##### EXERCISE MATERIALS

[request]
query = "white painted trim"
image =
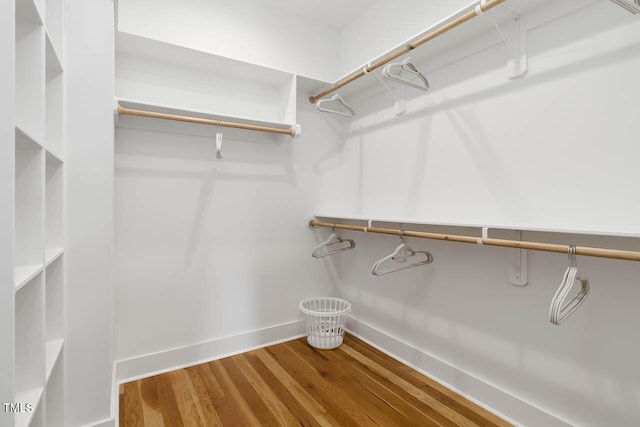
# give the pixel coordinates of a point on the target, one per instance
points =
(182, 357)
(488, 396)
(104, 423)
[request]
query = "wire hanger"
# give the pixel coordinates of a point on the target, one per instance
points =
(399, 256)
(335, 105)
(558, 312)
(405, 73)
(331, 242)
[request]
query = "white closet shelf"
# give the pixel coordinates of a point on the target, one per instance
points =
(142, 47)
(601, 231)
(53, 57)
(147, 106)
(28, 11)
(475, 35)
(53, 156)
(34, 396)
(26, 138)
(25, 273)
(53, 349)
(52, 254)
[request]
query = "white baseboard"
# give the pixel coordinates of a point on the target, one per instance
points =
(177, 358)
(480, 392)
(105, 423)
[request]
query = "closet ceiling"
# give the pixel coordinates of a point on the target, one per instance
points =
(333, 13)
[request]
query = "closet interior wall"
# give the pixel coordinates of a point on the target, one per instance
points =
(193, 257)
(552, 149)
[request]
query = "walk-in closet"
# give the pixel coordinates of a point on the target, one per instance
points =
(340, 213)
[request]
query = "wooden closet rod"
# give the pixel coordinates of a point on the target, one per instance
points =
(422, 40)
(517, 244)
(154, 115)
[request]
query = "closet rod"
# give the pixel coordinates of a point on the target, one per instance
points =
(517, 244)
(482, 6)
(154, 115)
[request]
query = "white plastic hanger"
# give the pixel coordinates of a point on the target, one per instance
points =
(559, 311)
(334, 242)
(335, 105)
(399, 256)
(405, 73)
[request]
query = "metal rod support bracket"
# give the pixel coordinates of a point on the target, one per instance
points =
(517, 264)
(514, 35)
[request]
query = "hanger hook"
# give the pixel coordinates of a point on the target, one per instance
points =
(572, 256)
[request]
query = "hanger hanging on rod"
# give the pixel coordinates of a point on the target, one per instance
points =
(559, 311)
(335, 105)
(399, 256)
(405, 73)
(332, 242)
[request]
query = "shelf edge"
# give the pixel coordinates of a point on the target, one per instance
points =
(31, 270)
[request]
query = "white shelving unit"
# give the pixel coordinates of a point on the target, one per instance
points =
(210, 86)
(38, 207)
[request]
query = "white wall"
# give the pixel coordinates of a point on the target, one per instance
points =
(247, 31)
(89, 209)
(556, 148)
(7, 147)
(209, 248)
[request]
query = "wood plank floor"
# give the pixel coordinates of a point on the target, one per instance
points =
(293, 384)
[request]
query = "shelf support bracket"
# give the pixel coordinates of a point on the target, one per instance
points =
(514, 37)
(517, 264)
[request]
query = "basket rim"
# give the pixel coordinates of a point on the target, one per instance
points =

##########

## WHAT YOU WILL DO
All entries are to be duplicated exactly, with the pictures left out.

## ANSWER AREA
[request]
query = "white painted trim"
image =
# give the pixel coordinates of a point on the target, one per instance
points =
(182, 357)
(488, 396)
(104, 423)
[request]
query = "wire hanger"
# give the pixel coordinates of a point on the target, one per instance
points =
(399, 256)
(335, 105)
(558, 312)
(405, 73)
(331, 242)
[request]
query = "white closet shelf"
# give the pixel coordinates of a point on the target, one per instance
points =
(142, 47)
(601, 231)
(53, 57)
(147, 106)
(28, 11)
(475, 35)
(53, 156)
(34, 396)
(26, 138)
(25, 273)
(53, 349)
(52, 254)
[request]
query = "white baseboard"
# give the pixel coordinates of a point on the target, one per instance
points =
(177, 358)
(480, 392)
(105, 423)
[request]
query = "closet ceiling"
# give the pixel coordinates of a point on the target, one per instance
points =
(333, 13)
[request]
query = "closet interior wall"
# give the pixel coordinates of a point on the target, one per instance
points =
(193, 257)
(552, 149)
[request]
query = "walk-in closet"
# give the pixel coordinates of a point on the target, one per instance
points =
(340, 213)
[request]
query = "wooden closet rod"
# give the pixel coordinates of a point on the target, one per instance
points =
(422, 40)
(517, 244)
(154, 115)
[request]
query = "closet rod"
# give the pixel coordinates of a point on the target, one per instance
points =
(517, 244)
(482, 6)
(154, 115)
[request]
query = "white plastic hanger"
# give the pixel coordinates of a point on the target, one per instance
points =
(559, 311)
(334, 242)
(335, 105)
(399, 256)
(405, 73)
[request]
query = "metal rod support bracket"
# give the pixel coordinates of a point on the target, one per instance
points =
(517, 264)
(514, 35)
[request]
query = "hanger hook"
# give the pixel coordinates of a point on the target, one per instance
points =
(572, 256)
[request]
query = "hanger hanging on rod"
# give the pixel coordinates of a point on the target, one per instance
points =
(559, 311)
(335, 105)
(399, 256)
(405, 73)
(332, 242)
[request]
query = "shelf edge"
# give the pixel coordinates of a point on the target, one per instance
points =
(31, 270)
[request]
query = "white shelving unit"
# give the pixel coordinates of a point on the target, one per instance
points =
(210, 86)
(38, 207)
[request]
query = "white wall"
# give the pixel coordinates of a point on the target, one per instance
points =
(247, 31)
(89, 209)
(556, 148)
(7, 147)
(209, 248)
[request]
query = "wood plank floor"
# give the pixel coordinates of a point on the target, one per instance
points =
(293, 384)
[request]
query = "shelf support bracket"
# give the pixel coordinates of a point on the target, one per instance
points =
(514, 37)
(517, 264)
[request]
query = "basket rim"
# give the pixel coordinates of a point on the target, one per instance
points =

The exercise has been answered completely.